-------- RECORD LIST --------

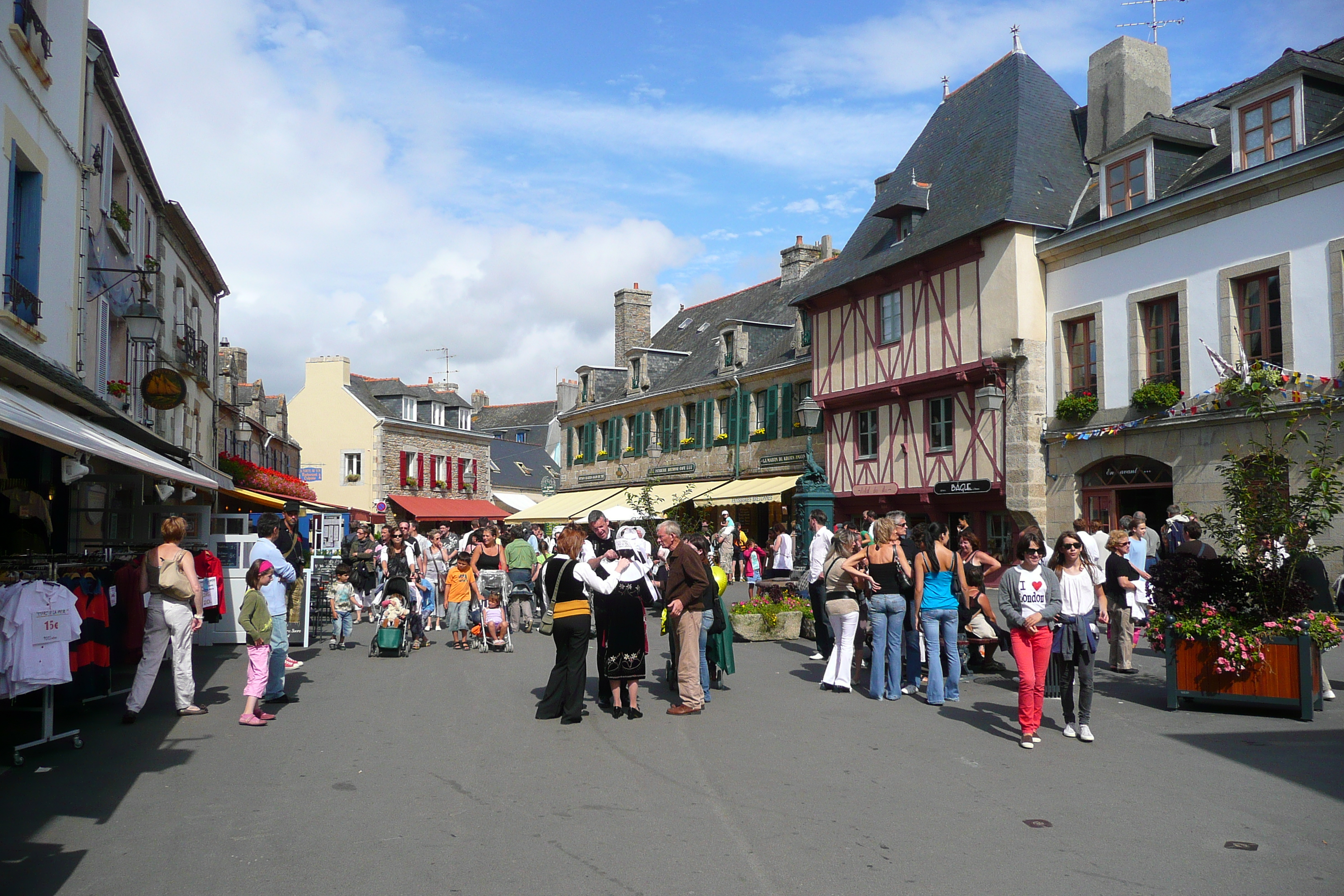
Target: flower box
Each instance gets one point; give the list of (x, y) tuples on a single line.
[(752, 626), (1288, 677)]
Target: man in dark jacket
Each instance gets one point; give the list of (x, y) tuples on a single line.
[(686, 608)]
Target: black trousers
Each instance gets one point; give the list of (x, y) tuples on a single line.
[(826, 639), (565, 690)]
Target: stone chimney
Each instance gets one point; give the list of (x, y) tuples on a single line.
[(796, 260), (566, 395), (634, 320), (1127, 80)]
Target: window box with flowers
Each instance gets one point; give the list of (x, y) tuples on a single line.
[(1156, 397), (1077, 407)]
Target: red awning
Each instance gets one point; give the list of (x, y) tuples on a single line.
[(448, 509)]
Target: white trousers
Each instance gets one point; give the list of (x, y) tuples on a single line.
[(840, 664), (167, 624)]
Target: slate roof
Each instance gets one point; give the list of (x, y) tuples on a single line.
[(1212, 111), (510, 479), (511, 417), (768, 303), (987, 154)]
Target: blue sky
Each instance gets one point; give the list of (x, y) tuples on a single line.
[(381, 179)]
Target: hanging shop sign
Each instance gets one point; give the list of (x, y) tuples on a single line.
[(963, 487), (671, 469), (163, 389)]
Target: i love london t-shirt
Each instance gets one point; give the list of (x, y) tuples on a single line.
[(1031, 589)]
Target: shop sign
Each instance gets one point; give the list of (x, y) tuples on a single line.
[(163, 389), (781, 460), (963, 487), (671, 469)]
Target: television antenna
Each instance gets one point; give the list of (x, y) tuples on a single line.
[(1156, 23), (448, 359)]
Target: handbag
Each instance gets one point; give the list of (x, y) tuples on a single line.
[(173, 580)]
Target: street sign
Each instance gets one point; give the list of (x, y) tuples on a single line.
[(963, 487)]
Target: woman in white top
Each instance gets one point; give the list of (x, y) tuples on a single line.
[(781, 554), (1082, 606)]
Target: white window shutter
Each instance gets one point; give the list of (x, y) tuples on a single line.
[(108, 150), (104, 346)]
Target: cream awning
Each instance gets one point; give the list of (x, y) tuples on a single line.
[(61, 432), (662, 496), (763, 491), (564, 507)]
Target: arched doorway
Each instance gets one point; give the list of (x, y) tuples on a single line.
[(1121, 486)]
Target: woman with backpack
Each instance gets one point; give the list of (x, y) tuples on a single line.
[(936, 608), (890, 569)]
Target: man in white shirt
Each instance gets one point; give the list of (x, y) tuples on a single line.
[(817, 552)]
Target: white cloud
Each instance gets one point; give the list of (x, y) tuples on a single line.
[(912, 50)]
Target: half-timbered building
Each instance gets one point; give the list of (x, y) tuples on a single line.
[(929, 330)]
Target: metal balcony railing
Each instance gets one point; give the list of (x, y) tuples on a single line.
[(22, 301), (26, 18)]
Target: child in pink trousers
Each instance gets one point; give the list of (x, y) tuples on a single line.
[(255, 617)]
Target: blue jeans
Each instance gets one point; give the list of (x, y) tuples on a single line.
[(706, 621), (342, 624), (940, 629), (886, 616), (279, 653)]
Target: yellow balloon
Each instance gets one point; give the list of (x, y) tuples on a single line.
[(721, 577)]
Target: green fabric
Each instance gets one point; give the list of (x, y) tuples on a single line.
[(255, 617), (519, 555)]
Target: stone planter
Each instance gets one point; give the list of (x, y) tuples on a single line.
[(1289, 676), (751, 626)]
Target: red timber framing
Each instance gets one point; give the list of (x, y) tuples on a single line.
[(940, 355)]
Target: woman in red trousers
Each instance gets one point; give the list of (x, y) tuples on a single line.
[(1028, 602)]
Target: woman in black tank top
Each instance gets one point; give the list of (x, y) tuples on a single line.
[(889, 566)]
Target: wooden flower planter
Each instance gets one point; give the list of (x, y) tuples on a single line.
[(1289, 676)]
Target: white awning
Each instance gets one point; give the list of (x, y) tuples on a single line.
[(58, 430)]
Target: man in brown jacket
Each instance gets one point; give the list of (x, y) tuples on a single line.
[(685, 597)]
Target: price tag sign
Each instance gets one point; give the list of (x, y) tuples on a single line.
[(50, 626)]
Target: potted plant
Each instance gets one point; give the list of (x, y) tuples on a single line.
[(775, 614), (1156, 397), (1237, 628), (1076, 407)]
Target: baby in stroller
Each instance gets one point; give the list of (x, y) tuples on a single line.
[(494, 622)]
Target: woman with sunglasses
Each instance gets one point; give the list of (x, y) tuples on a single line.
[(1028, 601), (1082, 606)]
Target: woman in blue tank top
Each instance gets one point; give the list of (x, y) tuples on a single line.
[(936, 608)]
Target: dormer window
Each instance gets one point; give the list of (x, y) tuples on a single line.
[(1127, 183), (1267, 130)]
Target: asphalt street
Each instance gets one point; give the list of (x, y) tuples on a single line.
[(429, 776)]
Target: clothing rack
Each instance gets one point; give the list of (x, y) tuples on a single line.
[(48, 710)]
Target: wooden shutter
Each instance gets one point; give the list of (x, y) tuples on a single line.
[(105, 184)]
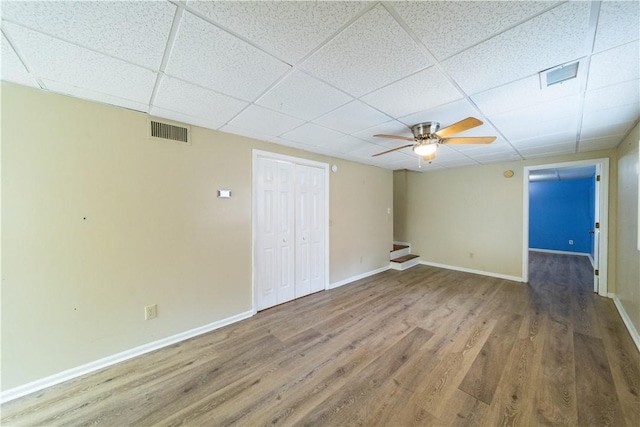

--------

DESCRIPTION OF THE TASK: Copy every one of the records above word for word, but leave the pictures out.

CORRECT RESULT:
Target: flower box
Each instance gets one point; give the list of (x, y) tuples on a single line.
[(752, 626), (1288, 677)]
Target: man in dark jacket
Each instance gets one point; give the list of (x, y) tuples on a single line.
[(686, 608)]
Target: black trousers
Each instance gets one point; give the list of (x, y) tuples on a single line.
[(826, 639), (565, 690)]
Target: stone chimney
Each instance gets one point; give the list of (x, y) tuples on a single line.
[(796, 260), (566, 395), (634, 320), (1127, 80)]
Target: window box with flowers
Each instance gets one point; give the list of (x, y) tuples on a single line.
[(1156, 397), (1077, 407)]
Target: red awning
Each instance gets one point; give the list of (x, y) tuples on a single line.
[(448, 509)]
Target: white trousers
Each instance gets one point; give the list of (x, y) tuples on a single line.
[(840, 664), (167, 624)]
Target: slate roof
Each instance gets one point; give the list of (x, y) tuples on a single line.
[(1212, 111), (510, 479), (511, 417), (768, 303), (987, 154)]
Target: blue sky
Each instance gets one point; give the list of (x, y) tuples on a single line.
[(381, 179)]
Target: hanging shop sign
Each instance gets one point; give the list of (x, y) tuples on a single line.
[(963, 487), (671, 469), (163, 389)]
Target: i love london t-shirt
Each instance gets one point; give the list of (x, y) tuples on a single line.
[(1031, 589)]
Target: shop sign
Each instance gets one point; give the list of (x, y) tuples on a single line.
[(163, 389), (781, 460), (963, 487), (671, 469)]
Target: television antenna
Each instance gets one point; give the list of (x, y) tuples on a single line.
[(1156, 23), (448, 359)]
Target: handbag
Each instance gets one point; give the list of (x, y) tuples on a single line.
[(173, 580)]
Target: street sign
Each instance gets one point; give the list of (x, y) tuples on a single line.
[(963, 487)]
Target: woman in white top
Each instance gets one point; give the list of (x, y) tuples on a single line.
[(781, 554), (1082, 606)]
Target: white window shutter
Each instance gets one point; give the list of (x, y) tuples on a single line.
[(108, 150), (104, 346)]
Target: cream awning
Each instance gets one point; give the list of (x, y) tuples on a single line.
[(61, 432), (662, 496), (763, 491), (564, 507)]
Target: arched doorway
Each instance gets one point; give the list of (x, y) tuples on a single line.
[(1121, 486)]
Target: woman with backpack
Each instance gets one point; give the list of (x, y) tuples on a single line.
[(936, 608), (890, 569)]
Target: man in white shirt
Each instance gets one point; give the list of (x, y) tuples on a single line.
[(817, 552)]
Target: white cloud
Each instance gets one point; give the list of (x, y) tuples on a single line.
[(912, 50)]
Target: half-timbered building
Each instance gets one point; give the list of (x, y) tuples on a single line.
[(929, 330)]
Target: metal balcony railing
Each instance gets one point; give the list of (x, y) tuples on a single line.
[(22, 301), (26, 18)]
Target: child in pink trousers
Each instance gets one point; give the list of (x, y) tuples on a single line.
[(255, 617)]
Target: blue jeans
Each instance gets one point; give the list of (x, y) tuples on a single line.
[(706, 621), (342, 624), (940, 629), (886, 616), (279, 653)]
Target: yellow balloon
Each instance gets one point; give the list of (x, y) tuples on a single line.
[(721, 577)]
Target: green fabric
Each instance gets one point; give the list of (x, y) tuples on a single line.
[(255, 617), (519, 555)]
Target: stone planter
Each instance gets one point; give the list of (x, y) tuples on a single line.
[(1289, 676), (751, 626)]
Target: red timber framing
Each instance gets one point; give the list of (x, y) tuples on a single line.
[(940, 355)]
Target: woman in red trousers
Each instance gets one point; give the list of (x, y) tuples on a single line.
[(1028, 602)]
Target: woman in black tank top
Each instance gets one point; give the list of (x, y) tuples on a single line.
[(889, 566)]
Target: wooden flower planter
Each instance gets one point; give the list of (x, y) tuples on a single line.
[(1289, 676)]
Target: white awning
Each instance gets one point; give the list of (x, y) tuples on a single line.
[(58, 430)]
Target: man in brown jacket
Each instance gets one point; give the list of (x, y) tuples on a single line.
[(685, 597)]
Target: price tag sign
Each instance gets one point; give the list of (x, y) tuples on a single line.
[(50, 626)]
Target: potted plant
Each instance gets one point; give the list of (x, y) tuples on a single line.
[(775, 614), (1156, 397), (1237, 628), (1076, 407)]
Target: baby in stroller
Each instance gets one point; give the list of (x, y) tuples on a single line.
[(494, 622)]
Target: woman with sunglasses
Each instance gets one point; give the list of (x, y) tuples on a single line.
[(1028, 601), (1082, 606)]
Target: woman in blue tank top
Each instance gets one point; give the list of (x, y) tuples on a single line.
[(936, 608)]
Target: dormer window
Each instance gets one point; give the list of (x, y) tuples on a single line.
[(1127, 183), (1267, 130)]
Target: asphalt street
Each instance gets one point; give the list of (x, y) tuples on a single line.
[(429, 776)]
Target: clothing rack
Each instance gets one point; give the list of (x, y) tuples on a single line.
[(48, 710)]
Target: wooden shutter
Each instance gets one point; give the list of (x, y) tuples on a single line.
[(105, 184)]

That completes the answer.